## PASSAGE PROVIDED
>>>>>

To Shadi, moving from the vibrant Amsterdam, where she was still working, to a small town meant settling down and seeking stability and safety, particularly for her children.
The lack of stability in her previous life, she explained, had to do with a more general desire for change: ‘I prefer temporary commitments in both jobs and relationships. I’m addicted to change [laughing].’ While in the past she would avoid commitment and only agree to ‘open relationships’, she said she would now consider different kinds of arrangements. Reflecting on our first conversation, she said she was, at that time, trying to deliberately distance herself from what she thought was expected from her as a woman: I did the opposite of what my parents and the whole Iranian culture had taught me to do. But actually, my behaviour wasn’t particularly normal according to the Dutch culture either [laughing].
Shadi framed her previous non-normative sexual attitude and behaviour as an act of transgression against norms of monogamy and nuclear family. At that point, she experienced her divorce as an opportunity to rebuild her intimate and sexual life by explicitly rejecting monogamous relationships and experimenting with homosexual relationships: ‘I had felt restrained for so long. I wanted something else. I didn’t want to be the woman I was.’ Within that specific context, she was concerned with transgressing norms of sexuality and gender to ensure her independence and freedom, particularly against what she perceived as Iranian norms and values. This way of conceptualizing the process of migration from ‘constrained’ to ‘free’ dominates both Iranian-Dutch and the broader Dutch understandings of migration.

<<<<<

## DATA SUPPLIED
>>>>>

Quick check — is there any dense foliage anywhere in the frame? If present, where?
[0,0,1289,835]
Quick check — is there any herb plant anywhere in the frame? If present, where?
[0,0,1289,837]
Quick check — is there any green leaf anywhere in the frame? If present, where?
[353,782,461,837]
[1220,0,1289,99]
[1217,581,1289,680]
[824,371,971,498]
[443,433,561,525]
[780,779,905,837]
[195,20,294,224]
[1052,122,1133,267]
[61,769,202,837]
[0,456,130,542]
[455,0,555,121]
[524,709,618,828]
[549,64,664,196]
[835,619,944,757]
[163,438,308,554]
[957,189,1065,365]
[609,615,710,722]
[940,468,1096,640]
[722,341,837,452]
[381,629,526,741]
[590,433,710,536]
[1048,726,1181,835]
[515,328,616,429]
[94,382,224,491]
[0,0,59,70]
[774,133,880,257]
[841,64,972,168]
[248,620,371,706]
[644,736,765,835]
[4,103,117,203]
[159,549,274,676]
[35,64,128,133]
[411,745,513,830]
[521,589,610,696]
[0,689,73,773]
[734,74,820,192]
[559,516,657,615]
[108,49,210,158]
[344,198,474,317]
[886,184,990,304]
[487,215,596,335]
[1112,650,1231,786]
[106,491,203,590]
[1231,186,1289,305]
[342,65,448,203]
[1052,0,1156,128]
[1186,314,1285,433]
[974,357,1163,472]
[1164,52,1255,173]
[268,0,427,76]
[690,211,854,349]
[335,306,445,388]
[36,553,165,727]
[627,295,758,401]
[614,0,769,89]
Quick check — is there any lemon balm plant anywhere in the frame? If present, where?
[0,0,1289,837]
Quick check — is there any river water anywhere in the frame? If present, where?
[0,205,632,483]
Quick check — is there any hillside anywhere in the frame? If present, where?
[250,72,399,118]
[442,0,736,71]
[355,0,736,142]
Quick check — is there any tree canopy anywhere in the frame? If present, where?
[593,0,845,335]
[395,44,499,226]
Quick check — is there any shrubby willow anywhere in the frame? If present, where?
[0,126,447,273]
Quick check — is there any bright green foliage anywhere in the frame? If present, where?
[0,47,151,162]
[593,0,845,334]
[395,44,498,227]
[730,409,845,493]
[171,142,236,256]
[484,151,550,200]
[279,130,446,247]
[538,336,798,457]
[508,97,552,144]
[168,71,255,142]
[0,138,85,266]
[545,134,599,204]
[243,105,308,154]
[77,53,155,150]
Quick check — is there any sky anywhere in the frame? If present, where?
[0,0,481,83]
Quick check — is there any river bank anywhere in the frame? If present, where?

<<<<<

## EXERCISE INSTRUCTIONS
Can you reproduce the passage about Shadi word for word, from "To Shadi, moving" up to and including "culture either [laughing]."?

## WRITTEN REPLY
To Shadi, moving from the vibrant Amsterdam, where she was still working, to a small town meant settling down and seeking stability and safety, particularly for her children.
The lack of stability in her previous life, she explained, had to do with a more general desire for change: ‘I prefer temporary commitments in both jobs and relationships. I’m addicted to change [laughing].’ While in the past she would avoid commitment and only agree to ‘open relationships’, she said she would now consider different kinds of arrangements. Reflecting on our first conversation, she said she was, at that time, trying to deliberately distance herself from what she thought was expected from her as a woman: I did the opposite of what my parents and the whole Iranian culture had taught me to do. But actually, my behaviour wasn’t particularly normal according to the Dutch culture either [laughing].